Exercise prompt>
The task calls for each line of the records below in which the word "query" appears.

Record set>

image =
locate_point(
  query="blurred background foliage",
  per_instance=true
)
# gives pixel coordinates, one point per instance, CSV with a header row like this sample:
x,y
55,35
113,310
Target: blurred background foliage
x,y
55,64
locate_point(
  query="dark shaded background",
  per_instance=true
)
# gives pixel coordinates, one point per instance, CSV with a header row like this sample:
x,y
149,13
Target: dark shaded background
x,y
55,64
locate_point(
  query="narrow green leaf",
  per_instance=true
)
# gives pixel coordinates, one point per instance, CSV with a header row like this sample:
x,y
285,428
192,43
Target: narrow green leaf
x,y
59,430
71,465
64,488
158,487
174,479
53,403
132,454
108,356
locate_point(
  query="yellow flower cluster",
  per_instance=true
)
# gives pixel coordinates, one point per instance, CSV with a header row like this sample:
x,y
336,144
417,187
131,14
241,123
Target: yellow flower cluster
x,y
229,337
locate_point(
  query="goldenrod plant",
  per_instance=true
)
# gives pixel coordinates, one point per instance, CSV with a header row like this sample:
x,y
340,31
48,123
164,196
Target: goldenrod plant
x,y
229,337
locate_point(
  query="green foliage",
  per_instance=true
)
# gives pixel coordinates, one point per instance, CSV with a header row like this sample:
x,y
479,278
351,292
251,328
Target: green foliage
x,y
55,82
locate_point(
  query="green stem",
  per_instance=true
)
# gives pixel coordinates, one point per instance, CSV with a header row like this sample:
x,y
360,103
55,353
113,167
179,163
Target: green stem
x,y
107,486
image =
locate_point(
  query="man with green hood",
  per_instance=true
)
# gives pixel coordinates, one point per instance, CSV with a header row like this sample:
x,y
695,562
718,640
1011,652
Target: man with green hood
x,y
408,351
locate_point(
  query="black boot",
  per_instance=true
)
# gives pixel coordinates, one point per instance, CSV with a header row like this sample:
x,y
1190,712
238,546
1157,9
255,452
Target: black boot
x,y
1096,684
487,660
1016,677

Response box>
  query="blurred background foliage",
  query="dark shaded background",
  query="narrow green leaf",
  query="yellow flower cluster",
  query="goldenrod plant",
  query="green foliage",
  query="green stem",
  query="man with green hood",
  query="black boot",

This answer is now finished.